* Problem description:
Can you rescale the point coordinates in the answers of the records, starting at the line that has "Every instance of the chimney" and stopping after the line that has "[(237, 327), (346, 278), (540, 258)]"? Reproduce only those lines, requests included, and multiply each answer coordinate by 1.15, rounding to the nearest whole number with halves going up.
══════════
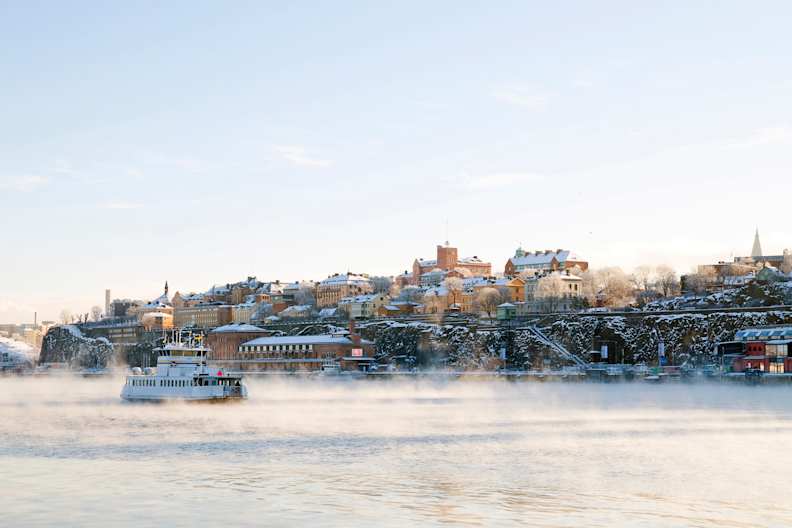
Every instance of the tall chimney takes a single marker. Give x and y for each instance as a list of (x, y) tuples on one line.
[(353, 335)]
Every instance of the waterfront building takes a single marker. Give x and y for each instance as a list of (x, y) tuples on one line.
[(243, 312), (336, 287), (767, 349), (543, 261), (224, 341), (342, 351), (204, 315), (161, 307)]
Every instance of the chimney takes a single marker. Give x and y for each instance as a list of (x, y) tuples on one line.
[(353, 335)]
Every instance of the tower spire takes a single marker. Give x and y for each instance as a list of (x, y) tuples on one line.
[(756, 251)]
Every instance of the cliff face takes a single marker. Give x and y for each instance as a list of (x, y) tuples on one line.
[(687, 337), (637, 338), (67, 344)]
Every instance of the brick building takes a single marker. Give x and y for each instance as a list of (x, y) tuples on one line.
[(224, 341), (304, 353), (543, 261), (447, 260), (205, 315), (334, 288)]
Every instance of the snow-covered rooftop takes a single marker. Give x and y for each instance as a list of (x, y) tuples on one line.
[(347, 278), (302, 340), (541, 258), (237, 327)]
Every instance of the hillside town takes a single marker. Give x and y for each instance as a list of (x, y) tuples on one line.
[(461, 307)]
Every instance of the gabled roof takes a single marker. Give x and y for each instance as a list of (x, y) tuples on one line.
[(237, 327), (346, 278), (540, 258)]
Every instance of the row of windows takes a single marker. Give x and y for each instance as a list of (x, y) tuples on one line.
[(295, 354), (179, 383), (276, 348)]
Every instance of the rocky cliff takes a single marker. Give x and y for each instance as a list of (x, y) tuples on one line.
[(67, 344)]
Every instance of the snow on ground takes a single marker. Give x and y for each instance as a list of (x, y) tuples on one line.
[(16, 350)]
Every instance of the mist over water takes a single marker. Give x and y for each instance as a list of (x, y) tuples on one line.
[(398, 454)]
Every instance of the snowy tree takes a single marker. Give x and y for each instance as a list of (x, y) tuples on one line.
[(487, 300), (667, 280), (381, 284), (786, 266), (615, 286), (433, 302), (305, 295), (411, 294), (643, 278), (549, 292)]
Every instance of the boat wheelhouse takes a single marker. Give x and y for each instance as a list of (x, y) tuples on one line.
[(182, 373)]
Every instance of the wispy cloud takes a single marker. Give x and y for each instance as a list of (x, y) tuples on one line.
[(775, 135), (582, 83), (121, 205), (25, 183), (521, 96), (499, 180), (297, 155)]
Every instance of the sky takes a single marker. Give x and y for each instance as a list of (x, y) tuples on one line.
[(202, 142)]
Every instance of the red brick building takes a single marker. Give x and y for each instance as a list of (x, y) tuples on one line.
[(225, 340), (448, 260), (543, 261)]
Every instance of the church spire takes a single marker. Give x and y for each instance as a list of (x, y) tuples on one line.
[(757, 249)]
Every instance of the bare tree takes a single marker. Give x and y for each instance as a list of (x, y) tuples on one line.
[(381, 284), (642, 277), (433, 302), (305, 295), (487, 300), (454, 285), (786, 265), (66, 316), (411, 294), (615, 287), (549, 292), (667, 280)]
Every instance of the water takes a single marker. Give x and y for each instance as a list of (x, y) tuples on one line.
[(398, 454)]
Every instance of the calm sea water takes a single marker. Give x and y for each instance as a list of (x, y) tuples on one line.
[(388, 454)]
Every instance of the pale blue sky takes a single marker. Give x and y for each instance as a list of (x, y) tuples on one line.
[(201, 142)]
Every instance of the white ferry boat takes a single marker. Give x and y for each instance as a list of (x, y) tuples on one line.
[(182, 374)]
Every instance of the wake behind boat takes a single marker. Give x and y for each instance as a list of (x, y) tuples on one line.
[(182, 374)]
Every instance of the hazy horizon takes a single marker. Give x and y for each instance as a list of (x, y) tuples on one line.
[(201, 143)]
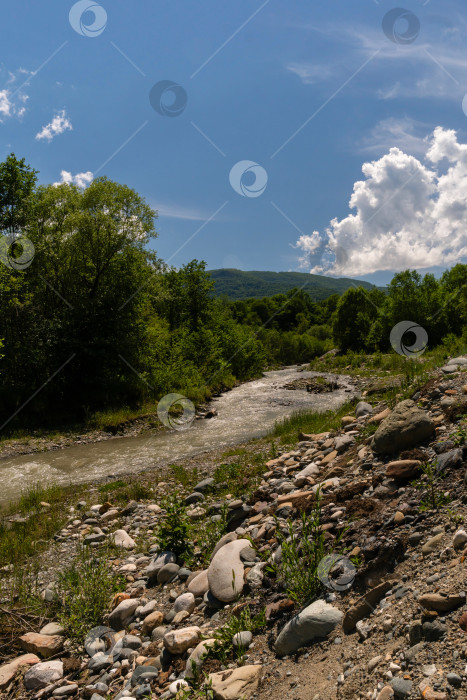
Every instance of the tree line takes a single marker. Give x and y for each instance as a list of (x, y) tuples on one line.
[(98, 321)]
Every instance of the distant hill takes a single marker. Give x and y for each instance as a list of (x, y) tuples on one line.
[(240, 284)]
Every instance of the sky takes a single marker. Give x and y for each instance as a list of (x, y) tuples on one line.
[(316, 137)]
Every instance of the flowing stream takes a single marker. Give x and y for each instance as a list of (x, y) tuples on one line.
[(247, 411)]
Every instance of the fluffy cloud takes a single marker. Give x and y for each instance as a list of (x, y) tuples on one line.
[(58, 125), (80, 179), (407, 214)]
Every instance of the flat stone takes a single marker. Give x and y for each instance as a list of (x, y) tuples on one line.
[(232, 684), (53, 628), (43, 644), (404, 428), (315, 621), (225, 573), (8, 671), (403, 469), (199, 585), (65, 690), (178, 641), (42, 674), (440, 602)]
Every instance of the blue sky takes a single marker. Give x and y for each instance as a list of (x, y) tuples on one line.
[(255, 73)]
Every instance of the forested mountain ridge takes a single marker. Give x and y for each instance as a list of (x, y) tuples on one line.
[(248, 284)]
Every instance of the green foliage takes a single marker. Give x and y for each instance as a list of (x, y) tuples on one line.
[(173, 533), (117, 329), (83, 593), (245, 284), (288, 429)]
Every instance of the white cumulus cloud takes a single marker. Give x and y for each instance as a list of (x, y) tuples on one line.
[(408, 214), (80, 179), (58, 125), (11, 107)]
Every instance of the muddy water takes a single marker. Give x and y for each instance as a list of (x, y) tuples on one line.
[(247, 411)]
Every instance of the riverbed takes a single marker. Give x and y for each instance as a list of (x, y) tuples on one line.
[(248, 411)]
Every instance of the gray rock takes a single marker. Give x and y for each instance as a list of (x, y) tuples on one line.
[(120, 538), (225, 573), (205, 484), (405, 427), (42, 674), (143, 673), (167, 573), (242, 640), (100, 662), (449, 460), (315, 621), (454, 680), (158, 562), (131, 641), (363, 409), (186, 601), (225, 539), (343, 442), (433, 631)]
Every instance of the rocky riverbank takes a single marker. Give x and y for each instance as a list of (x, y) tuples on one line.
[(333, 570)]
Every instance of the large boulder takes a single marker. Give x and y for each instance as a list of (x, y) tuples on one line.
[(225, 573), (404, 428), (315, 621)]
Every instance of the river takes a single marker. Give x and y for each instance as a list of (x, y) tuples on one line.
[(248, 411)]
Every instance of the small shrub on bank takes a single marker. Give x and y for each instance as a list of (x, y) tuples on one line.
[(173, 534), (84, 591)]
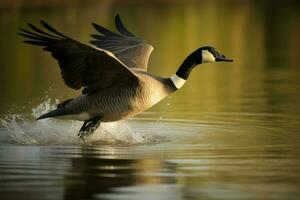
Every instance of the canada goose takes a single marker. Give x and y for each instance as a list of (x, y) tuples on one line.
[(113, 74)]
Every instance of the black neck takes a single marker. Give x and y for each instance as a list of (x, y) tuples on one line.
[(188, 65)]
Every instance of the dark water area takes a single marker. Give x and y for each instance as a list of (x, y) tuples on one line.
[(232, 131)]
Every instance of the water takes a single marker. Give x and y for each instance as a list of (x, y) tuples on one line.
[(232, 132)]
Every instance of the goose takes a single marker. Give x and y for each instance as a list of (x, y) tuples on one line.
[(112, 73)]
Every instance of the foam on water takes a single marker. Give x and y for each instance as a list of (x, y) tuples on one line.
[(23, 129)]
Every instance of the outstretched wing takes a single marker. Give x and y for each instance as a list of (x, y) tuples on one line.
[(131, 50), (81, 65)]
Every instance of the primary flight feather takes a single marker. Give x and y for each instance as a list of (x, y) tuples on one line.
[(113, 73)]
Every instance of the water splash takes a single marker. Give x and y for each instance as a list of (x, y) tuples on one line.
[(25, 130)]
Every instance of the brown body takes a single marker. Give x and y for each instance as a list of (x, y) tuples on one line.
[(120, 102)]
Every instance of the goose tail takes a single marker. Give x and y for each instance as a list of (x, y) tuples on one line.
[(54, 113)]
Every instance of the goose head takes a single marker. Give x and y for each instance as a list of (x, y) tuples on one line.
[(202, 55)]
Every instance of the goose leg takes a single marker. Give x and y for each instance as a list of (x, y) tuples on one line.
[(89, 127)]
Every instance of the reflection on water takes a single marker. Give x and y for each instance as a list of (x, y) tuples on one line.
[(230, 133)]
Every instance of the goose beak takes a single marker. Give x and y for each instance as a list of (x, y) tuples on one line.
[(224, 59)]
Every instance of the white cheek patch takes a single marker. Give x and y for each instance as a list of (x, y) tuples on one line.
[(178, 82), (207, 57)]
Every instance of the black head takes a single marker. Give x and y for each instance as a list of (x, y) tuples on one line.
[(211, 54)]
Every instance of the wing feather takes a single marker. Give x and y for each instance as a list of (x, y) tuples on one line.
[(133, 51), (81, 65)]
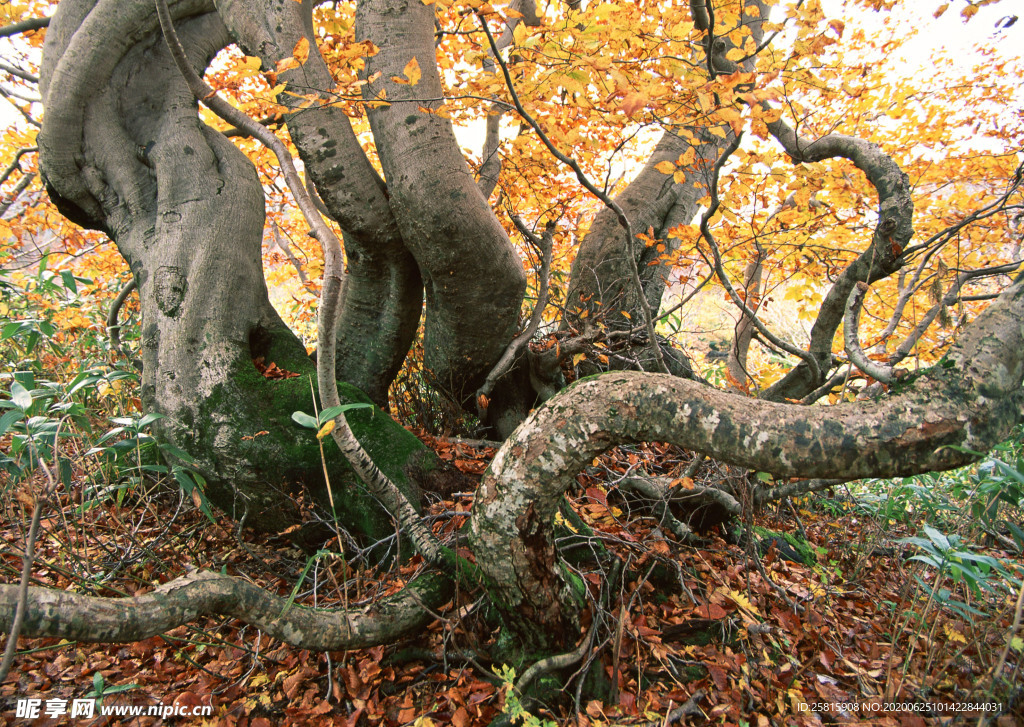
══════════
* Complete response:
Every instance of the chimney takes a single marker. Give x and y for each instance as a list of (x, y) tuples on one line.
[(406, 385)]
Every instance of the tower spire takes a single marker. Give x and y for each instance as a list of (x, y) tuples on one line.
[(869, 289)]
Every instance of the cliff face takes a single marker. Give x and y for each instance as a list of (x, y) tuples on one line.
[(790, 388), (733, 389), (77, 396)]
Every instance of the brick building takes a single marker. Give x and y for each instance as a list of (x, y) tuples on one line.
[(258, 392), (350, 406), (624, 300), (514, 299), (236, 362), (384, 331)]
Every instance of the snow-covered rooftop takes a single marker. Give x and y for each instance as a list of (x, y) tuples on one line.
[(399, 320), (347, 391), (622, 297), (273, 376)]
Every instance of the hillside town takes a single marker. Give x and y for each instance as a list of (x, y) tuples on one line.
[(530, 353)]
Every instance of the gabled roof takes a single marker. Give x and y for each instance as a list of (x, y) tuples on one line.
[(273, 376), (398, 320), (621, 297)]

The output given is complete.